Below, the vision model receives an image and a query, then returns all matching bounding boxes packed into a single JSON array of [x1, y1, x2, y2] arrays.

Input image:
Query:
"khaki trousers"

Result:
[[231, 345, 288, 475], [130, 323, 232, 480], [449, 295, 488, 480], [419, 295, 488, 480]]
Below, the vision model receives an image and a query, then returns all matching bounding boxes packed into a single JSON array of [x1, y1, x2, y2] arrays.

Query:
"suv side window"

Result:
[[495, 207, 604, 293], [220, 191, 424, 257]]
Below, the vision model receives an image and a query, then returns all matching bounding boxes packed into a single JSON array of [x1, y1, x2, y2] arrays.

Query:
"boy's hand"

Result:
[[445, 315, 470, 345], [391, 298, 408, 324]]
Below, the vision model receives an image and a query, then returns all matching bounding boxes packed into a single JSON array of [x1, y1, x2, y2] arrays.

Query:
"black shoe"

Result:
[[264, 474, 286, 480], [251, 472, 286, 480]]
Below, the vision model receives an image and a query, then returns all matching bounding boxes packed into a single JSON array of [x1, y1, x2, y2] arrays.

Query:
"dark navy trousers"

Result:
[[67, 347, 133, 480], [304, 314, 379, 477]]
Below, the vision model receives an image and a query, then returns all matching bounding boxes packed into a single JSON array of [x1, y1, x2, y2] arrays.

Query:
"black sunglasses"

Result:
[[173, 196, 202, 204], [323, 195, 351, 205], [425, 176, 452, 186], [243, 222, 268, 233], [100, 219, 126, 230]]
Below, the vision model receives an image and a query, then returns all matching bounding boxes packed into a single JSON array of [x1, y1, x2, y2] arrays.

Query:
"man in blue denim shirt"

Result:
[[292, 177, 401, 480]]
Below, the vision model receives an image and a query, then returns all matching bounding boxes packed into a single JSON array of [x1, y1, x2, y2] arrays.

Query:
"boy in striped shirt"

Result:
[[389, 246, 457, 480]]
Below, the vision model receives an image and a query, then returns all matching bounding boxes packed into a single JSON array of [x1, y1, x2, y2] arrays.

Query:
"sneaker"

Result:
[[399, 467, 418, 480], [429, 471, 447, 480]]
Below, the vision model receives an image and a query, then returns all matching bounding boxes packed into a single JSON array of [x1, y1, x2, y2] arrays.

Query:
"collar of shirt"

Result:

§ **TO DO**:
Copy out every line in the listing where the word "shirt" appears.

§ **EXPECTED OUTPUT**:
"man in blue denim shirt"
"boy in striped shirt"
"collar of shirt"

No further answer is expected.